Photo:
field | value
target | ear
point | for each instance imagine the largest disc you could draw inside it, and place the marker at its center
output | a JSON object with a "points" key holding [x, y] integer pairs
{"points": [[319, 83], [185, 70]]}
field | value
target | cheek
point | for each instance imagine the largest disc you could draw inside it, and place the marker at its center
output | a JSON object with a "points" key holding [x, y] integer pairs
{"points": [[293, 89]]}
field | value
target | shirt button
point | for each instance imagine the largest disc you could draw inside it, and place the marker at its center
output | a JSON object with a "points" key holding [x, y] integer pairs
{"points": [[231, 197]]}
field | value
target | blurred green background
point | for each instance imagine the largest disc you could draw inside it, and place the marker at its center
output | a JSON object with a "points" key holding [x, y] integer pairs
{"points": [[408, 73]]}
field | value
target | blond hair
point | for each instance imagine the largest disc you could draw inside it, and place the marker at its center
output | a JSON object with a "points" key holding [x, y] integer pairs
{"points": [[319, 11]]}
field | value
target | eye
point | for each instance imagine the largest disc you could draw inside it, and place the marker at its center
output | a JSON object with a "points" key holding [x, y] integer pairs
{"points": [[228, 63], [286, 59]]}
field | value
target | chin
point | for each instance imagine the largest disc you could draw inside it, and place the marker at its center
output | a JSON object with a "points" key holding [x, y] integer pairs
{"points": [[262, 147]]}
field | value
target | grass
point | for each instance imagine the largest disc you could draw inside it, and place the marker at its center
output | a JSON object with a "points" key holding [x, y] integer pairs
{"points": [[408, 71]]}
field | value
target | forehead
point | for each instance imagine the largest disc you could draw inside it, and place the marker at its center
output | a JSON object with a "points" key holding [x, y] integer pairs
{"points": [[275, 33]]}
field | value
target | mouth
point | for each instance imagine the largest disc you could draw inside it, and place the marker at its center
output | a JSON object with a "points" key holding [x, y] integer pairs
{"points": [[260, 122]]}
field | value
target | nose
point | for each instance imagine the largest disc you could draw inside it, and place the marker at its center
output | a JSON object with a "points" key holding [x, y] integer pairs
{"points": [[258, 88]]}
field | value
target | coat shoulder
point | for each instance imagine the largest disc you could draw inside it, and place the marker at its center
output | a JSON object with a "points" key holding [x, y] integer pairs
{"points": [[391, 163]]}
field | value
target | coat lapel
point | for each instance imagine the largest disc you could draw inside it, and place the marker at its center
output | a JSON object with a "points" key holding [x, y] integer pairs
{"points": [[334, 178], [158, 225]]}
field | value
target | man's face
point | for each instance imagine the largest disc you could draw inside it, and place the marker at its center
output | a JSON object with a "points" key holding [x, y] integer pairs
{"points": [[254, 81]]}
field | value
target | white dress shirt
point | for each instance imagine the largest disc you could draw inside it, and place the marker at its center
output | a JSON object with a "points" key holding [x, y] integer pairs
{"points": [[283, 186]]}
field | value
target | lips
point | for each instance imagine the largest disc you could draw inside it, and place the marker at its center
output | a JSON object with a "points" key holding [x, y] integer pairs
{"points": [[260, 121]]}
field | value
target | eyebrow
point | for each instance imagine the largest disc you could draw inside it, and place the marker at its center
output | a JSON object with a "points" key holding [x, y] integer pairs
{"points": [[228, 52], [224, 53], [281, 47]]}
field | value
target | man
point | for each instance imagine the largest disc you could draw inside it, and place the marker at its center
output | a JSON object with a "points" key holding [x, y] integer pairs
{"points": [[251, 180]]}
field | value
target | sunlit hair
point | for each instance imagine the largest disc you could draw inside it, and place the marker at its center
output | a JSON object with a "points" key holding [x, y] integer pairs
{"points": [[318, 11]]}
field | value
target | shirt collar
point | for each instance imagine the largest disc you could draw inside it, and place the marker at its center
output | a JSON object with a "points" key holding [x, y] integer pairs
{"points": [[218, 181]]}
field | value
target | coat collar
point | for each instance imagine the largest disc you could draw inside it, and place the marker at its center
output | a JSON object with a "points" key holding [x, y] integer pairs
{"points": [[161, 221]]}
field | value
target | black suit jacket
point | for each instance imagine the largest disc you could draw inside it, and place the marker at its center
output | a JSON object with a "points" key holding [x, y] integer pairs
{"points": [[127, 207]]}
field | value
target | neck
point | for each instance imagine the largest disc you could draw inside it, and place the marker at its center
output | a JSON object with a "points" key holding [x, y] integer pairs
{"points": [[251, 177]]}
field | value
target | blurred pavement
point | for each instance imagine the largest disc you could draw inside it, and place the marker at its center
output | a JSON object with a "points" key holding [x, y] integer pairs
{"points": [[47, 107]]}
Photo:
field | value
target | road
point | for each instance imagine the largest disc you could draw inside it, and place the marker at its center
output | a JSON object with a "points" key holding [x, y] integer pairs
------------------------------
Copy all the records above exactly, missing none.

■ Exercise output
Photo:
field | value
target | ear
point | for each instance imagine the largest disc you could draw inside it, and place the marker at its center
output | a JSON object with a "points" key holding [x, y] integer pairs
{"points": [[319, 83], [185, 70]]}
field | value
target | cheek
point | for each instance imagine the largest disc you could draw inside it, and place the marker at its center
output | a JSON object with a "points" key holding [x, y] integer pairs
{"points": [[293, 89]]}
field | value
target | shirt button
point | for each instance imagine the largest disc you could draw inside it, and place the marker at its center
output | a JSON object with a "points" key holding [x, y] integer pairs
{"points": [[231, 197]]}
field | value
target | blurred green background
point | for each instance imagine the largest disc you could draw inside it, and place the marker at its center
output | a JSON object with a "points" key holding [x, y] integer pairs
{"points": [[408, 73]]}
field | value
target | blond hair
point | for each instance imagine the largest disc you could draw inside it, and place the marker at its center
output | a JSON object with a "points" key holding [x, y] integer pairs
{"points": [[319, 11]]}
field | value
target | eye
point | for each instance imagine the largest disc you could draw inside it, and place the marker at its center
output | a JSON object with a "points" key holding [x, y] integer pairs
{"points": [[228, 63], [286, 59]]}
field | value
target | chin
point | for each instance imagine the largest disc you could draw inside it, and place the marker at its center
output | a JSON object with a "points" key holding [x, y] integer pairs
{"points": [[262, 147]]}
field | value
target | grass
point | for each instance imagine the largest disc you could draw inside it, and place the marker at its center
output | a JSON object with a "points" key holding [x, y] integer pairs
{"points": [[408, 71]]}
field | value
target | forehead
point | for each instance imagine the largest disc you could draw inside it, and place the marker at its center
output | a JSON object with a "points" key holding [x, y] integer pairs
{"points": [[275, 33]]}
field | value
target | mouth
point | for each instance imagine the largest disc you could draw inside it, and place the marker at its center
output | a JSON object with a "points" key holding [x, y] integer pairs
{"points": [[260, 122]]}
field | value
target | nose
point | for each instance imagine the largest disc you could draw inside it, and place the marker at its center
output | a JSON object with a "points" key holding [x, y] integer pairs
{"points": [[258, 88]]}
field | value
target | coat shoulder
point | for each instance imagine the largest disc you could draw inside it, and place the marker at its center
output | a JSON object with a "points" key holding [x, y] integer pairs
{"points": [[391, 163]]}
field | value
target | coat lapel
point | for each instance imagine the largest disc you could draw inside it, and place the marker at its center
output | a JSON object with a "points" key holding [x, y] integer pairs
{"points": [[334, 178], [158, 225]]}
field | value
target | man's face
point | for each instance imagine the largest disc you could draw inside it, and place the marker at its center
output | a JSON object with a "points" key holding [x, y] integer pairs
{"points": [[254, 81]]}
field | value
target | white dress shirt
point | for each instance imagine the largest disc you could draw inside it, and place the marker at its center
output | a JSON object with a "points" key holding [x, y] integer pairs
{"points": [[283, 186]]}
field | value
target | lips
point | for each instance imagine the largest disc you could draw inside it, and place the marker at its center
output | a JSON object with a "points" key holding [x, y] integer pairs
{"points": [[260, 121]]}
field | value
target | eyebrow
point | for each instance imagine the largest disc you could draw inside it, and place the marker at its center
output | a JSON object with a "points" key holding [x, y] integer pairs
{"points": [[228, 52], [224, 53], [281, 47]]}
field | value
target | man
point | for each instance imagine the largest disc you could draw inside it, and place the marker at its center
output | a JSON object with a "points" key holding [x, y] integer pairs
{"points": [[251, 180]]}
field | value
target | sunlit hair
point | for each instance imagine the largest disc you could draw inside it, and place the marker at its center
output | a JSON object with a "points" key holding [x, y] integer pairs
{"points": [[318, 11]]}
field | value
target | shirt collar
point | for each instance imagine the largest disc you could draw inside it, and place the marker at its center
output | a JSON object with a "points" key holding [x, y] integer pairs
{"points": [[218, 181]]}
field | value
target | coat collar
point | for each instance imagine the largest disc you could draw inside it, and place the marker at its center
output | a JSON object with a "points" key holding [x, y] integer pairs
{"points": [[161, 221]]}
field | value
target | black suit jacket
point | for each instance imagine the largest disc you could draw inside it, and place the marker at its center
output | a JSON object with a "points" key holding [x, y] integer pairs
{"points": [[127, 207]]}
field | value
target | neck
point | for each instance imagine the largest disc you could draw inside it, and place the marker at its center
output | a JSON object with a "points" key holding [x, y] integer pairs
{"points": [[251, 177]]}
field | value
target | blurred pavement
point | for each instance imagine the largest disc you could draw inside it, and place the marker at its center
output | a JSON object with a "points" key holding [x, y] integer pairs
{"points": [[47, 107]]}
Photo:
field | value
target | road
point | for each instance imagine the largest disc you could draw inside it, and place the marker at its center
output | a JSON object with a "points" key holding [x, y] integer pairs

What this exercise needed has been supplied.